▶ [WHAT THE TASK ASKS]
Reproduce, word for word, every line starting at the line that contains "Can you find the roof" and ending with the final line of the entries.

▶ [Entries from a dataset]
= = = = = = =

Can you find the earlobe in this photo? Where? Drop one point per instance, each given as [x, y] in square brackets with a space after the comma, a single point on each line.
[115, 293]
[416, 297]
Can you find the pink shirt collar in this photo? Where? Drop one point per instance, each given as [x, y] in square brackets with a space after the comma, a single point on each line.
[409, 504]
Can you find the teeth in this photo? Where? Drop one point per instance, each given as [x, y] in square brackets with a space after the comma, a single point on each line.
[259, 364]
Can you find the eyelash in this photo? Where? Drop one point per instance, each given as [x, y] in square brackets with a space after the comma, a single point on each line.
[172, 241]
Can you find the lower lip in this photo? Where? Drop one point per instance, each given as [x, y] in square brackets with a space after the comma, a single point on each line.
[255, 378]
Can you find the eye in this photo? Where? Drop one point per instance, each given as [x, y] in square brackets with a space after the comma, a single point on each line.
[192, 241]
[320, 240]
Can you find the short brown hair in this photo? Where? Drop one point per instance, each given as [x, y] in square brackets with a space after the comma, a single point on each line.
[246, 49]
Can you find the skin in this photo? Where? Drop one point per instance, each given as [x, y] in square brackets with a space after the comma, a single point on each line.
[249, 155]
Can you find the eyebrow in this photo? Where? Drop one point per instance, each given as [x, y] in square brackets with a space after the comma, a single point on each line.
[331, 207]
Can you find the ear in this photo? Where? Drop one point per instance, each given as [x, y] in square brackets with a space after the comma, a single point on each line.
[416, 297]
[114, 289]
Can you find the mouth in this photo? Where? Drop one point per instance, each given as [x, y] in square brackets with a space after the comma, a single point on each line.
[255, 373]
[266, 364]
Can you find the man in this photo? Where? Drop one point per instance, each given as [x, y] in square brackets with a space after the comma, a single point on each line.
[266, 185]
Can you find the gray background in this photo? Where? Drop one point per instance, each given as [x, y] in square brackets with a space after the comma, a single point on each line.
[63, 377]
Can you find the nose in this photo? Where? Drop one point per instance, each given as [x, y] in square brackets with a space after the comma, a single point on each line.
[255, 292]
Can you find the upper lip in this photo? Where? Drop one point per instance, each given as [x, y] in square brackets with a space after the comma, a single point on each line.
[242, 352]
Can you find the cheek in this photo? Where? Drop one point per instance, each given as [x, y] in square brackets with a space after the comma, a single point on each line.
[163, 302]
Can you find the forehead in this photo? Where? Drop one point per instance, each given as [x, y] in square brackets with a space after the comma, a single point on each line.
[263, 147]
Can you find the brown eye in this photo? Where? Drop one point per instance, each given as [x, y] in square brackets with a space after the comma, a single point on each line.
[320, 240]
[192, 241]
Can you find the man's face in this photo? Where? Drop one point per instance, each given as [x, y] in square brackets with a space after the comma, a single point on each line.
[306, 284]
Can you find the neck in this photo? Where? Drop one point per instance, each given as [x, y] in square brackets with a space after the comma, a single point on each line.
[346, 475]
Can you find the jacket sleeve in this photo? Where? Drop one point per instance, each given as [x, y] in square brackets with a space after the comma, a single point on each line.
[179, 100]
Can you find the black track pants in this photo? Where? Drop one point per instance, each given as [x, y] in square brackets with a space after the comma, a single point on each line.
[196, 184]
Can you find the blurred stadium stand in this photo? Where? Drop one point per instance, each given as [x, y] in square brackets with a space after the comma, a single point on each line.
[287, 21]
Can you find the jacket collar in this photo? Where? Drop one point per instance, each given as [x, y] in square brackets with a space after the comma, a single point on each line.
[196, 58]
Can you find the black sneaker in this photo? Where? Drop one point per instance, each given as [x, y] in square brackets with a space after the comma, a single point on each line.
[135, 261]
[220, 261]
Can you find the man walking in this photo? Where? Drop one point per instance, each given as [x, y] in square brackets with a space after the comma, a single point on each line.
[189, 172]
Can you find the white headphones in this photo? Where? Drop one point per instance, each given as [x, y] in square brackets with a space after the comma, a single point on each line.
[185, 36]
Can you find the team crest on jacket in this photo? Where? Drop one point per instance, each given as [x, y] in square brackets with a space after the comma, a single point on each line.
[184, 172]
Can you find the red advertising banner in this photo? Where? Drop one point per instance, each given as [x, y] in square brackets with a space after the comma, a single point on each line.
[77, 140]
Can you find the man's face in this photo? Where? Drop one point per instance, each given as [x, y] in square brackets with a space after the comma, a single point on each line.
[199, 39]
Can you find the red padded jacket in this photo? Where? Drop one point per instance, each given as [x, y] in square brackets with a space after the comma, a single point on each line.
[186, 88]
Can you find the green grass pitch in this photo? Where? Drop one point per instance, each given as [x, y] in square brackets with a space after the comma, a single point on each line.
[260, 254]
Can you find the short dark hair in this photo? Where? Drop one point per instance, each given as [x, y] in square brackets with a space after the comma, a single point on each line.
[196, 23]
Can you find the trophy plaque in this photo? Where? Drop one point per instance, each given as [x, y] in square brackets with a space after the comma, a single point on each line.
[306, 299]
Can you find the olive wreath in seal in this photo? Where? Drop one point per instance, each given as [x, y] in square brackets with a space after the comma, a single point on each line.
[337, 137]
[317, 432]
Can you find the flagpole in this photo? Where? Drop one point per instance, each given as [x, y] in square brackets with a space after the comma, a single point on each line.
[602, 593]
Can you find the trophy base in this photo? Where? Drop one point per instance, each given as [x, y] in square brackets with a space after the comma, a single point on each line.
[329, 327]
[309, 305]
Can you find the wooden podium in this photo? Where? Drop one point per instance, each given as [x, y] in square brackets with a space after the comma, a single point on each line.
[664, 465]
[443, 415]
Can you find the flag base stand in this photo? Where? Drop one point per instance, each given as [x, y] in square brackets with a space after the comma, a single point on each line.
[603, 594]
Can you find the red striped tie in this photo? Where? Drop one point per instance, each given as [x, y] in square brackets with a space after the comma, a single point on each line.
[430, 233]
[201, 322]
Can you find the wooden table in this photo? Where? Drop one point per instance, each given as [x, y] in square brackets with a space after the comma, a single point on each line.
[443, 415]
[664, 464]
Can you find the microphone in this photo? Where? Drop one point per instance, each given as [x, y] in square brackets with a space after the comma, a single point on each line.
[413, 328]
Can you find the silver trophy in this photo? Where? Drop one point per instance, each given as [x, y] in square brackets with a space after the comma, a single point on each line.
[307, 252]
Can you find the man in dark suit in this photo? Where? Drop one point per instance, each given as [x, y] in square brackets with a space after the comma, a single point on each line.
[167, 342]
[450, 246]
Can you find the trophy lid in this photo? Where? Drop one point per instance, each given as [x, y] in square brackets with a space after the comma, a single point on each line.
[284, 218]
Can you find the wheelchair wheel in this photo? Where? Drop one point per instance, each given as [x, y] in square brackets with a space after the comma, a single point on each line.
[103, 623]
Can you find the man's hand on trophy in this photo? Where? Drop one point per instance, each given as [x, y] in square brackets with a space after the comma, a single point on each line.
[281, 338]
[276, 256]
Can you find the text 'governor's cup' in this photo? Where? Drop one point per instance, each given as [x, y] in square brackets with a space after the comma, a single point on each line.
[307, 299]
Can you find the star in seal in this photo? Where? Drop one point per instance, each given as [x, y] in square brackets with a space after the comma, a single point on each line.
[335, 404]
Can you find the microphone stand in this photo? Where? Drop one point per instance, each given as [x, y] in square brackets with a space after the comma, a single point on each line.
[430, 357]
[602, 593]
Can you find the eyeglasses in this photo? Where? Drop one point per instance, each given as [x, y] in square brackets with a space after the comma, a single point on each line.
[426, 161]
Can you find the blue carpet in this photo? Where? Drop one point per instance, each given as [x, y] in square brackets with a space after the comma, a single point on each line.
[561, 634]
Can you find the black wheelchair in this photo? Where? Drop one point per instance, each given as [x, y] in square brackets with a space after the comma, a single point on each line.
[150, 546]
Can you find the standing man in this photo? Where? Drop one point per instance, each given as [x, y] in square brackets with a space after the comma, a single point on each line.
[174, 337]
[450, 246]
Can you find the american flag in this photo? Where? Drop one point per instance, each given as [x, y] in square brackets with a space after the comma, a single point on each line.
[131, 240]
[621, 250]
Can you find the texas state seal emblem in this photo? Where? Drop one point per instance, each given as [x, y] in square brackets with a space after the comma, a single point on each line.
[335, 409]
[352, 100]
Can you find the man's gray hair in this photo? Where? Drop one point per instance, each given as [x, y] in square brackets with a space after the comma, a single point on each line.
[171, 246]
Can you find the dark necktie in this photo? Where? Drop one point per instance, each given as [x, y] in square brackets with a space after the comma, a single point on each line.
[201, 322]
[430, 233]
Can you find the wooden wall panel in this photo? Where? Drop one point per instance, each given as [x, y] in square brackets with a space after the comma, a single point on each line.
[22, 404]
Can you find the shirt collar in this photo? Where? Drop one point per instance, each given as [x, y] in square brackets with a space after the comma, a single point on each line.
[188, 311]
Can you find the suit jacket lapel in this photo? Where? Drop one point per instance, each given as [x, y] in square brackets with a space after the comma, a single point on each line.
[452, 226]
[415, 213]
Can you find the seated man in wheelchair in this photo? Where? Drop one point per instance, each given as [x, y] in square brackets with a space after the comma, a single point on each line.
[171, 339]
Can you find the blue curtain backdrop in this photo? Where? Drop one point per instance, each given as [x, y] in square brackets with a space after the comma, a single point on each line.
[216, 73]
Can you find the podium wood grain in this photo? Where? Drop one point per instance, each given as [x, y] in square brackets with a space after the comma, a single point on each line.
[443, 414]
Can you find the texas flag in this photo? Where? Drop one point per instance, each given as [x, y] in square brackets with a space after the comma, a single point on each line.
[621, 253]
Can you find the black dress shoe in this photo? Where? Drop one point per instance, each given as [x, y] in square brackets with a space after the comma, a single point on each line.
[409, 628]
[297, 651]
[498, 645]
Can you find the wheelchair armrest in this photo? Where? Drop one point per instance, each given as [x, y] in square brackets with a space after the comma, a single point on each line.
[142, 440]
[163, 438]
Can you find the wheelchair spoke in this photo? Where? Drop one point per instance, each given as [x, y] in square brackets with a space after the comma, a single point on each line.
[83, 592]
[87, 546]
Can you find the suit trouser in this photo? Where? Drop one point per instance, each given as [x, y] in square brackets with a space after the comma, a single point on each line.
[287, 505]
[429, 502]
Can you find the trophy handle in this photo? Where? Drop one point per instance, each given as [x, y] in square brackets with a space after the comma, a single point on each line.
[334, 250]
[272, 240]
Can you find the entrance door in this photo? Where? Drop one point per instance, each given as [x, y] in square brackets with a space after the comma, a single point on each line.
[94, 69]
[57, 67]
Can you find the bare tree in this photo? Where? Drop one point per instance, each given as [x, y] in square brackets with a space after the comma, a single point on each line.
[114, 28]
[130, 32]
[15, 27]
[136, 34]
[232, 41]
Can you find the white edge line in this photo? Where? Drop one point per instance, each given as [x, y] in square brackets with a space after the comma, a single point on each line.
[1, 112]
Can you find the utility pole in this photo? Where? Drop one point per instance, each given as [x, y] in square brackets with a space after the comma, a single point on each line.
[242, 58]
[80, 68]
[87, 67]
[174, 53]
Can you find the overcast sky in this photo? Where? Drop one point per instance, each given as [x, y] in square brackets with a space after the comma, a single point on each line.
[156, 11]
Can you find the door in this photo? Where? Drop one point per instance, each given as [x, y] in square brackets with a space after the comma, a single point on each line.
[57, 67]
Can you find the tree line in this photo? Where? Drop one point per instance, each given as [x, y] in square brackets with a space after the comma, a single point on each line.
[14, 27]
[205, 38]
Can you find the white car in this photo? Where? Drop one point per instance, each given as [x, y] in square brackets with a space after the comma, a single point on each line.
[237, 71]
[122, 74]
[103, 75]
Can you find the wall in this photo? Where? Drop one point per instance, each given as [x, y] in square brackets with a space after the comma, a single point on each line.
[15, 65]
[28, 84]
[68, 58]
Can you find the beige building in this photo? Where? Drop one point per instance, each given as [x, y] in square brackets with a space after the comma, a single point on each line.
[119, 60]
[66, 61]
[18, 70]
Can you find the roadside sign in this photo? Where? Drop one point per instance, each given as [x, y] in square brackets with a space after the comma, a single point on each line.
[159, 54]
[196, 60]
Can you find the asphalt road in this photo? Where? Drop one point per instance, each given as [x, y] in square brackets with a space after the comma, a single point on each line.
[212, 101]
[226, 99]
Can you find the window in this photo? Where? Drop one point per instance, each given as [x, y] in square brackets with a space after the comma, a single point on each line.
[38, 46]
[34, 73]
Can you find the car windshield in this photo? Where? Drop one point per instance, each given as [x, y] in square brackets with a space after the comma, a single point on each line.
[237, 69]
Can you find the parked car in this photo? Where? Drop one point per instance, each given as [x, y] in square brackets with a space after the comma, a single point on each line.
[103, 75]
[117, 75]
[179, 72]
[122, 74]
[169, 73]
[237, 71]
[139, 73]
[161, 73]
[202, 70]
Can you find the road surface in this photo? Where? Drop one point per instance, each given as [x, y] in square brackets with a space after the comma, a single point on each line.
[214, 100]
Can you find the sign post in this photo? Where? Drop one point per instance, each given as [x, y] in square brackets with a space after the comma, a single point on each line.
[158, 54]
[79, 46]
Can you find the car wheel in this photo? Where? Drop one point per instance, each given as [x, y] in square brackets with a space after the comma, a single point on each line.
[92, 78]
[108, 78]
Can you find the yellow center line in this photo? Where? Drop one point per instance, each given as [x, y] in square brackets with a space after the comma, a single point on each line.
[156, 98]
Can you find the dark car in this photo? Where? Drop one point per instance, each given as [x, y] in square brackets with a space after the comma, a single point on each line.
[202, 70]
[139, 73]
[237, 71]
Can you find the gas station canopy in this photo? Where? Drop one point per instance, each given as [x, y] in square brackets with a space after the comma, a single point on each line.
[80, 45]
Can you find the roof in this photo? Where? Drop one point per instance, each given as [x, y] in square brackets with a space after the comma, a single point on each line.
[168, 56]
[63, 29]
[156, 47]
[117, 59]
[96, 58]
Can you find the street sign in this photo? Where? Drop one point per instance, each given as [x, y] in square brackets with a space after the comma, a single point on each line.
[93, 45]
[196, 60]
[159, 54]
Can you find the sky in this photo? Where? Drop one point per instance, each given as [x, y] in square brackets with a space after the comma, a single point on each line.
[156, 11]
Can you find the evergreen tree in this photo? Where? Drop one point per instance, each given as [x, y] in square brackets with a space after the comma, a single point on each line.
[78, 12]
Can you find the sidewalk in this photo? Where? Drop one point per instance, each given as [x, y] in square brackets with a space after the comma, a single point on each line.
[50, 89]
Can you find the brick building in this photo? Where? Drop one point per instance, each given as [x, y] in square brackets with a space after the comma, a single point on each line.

= = = = = = =

▶ [FINISHED TASK]
Can you find the roof in this photo? Where? Drop one point per instance, each given as [x, y] in square brackets with a space after the comma, a single point on each line.
[168, 56]
[63, 29]
[156, 47]
[117, 59]
[96, 58]
Can you find the street sign in this photo? Where? Drop one point per instance, each given as [x, y] in square brackets with a space after the comma, a single point on each line.
[93, 45]
[196, 60]
[159, 54]
Can you find the sky in this photo? Where? Drop one point per instance, each given as [x, y] in square brackets with a space after the comma, a single point on each line.
[156, 11]
Can you find the evergreen tree in this photo? Where? Drop one point per instance, each given as [x, y] in square brackets with a space after the comma, a single point on each line.
[78, 12]
Can you find the sidewalk in this photo? Where? Drop one point per instance, each given as [x, y] in square brackets with a space after the comma, a single point on each line.
[50, 89]
Can you find the brick building in this photo? Where? Drop one point per instance, each given as [x, y] in square brackets with a space after the comma, a single point on each line.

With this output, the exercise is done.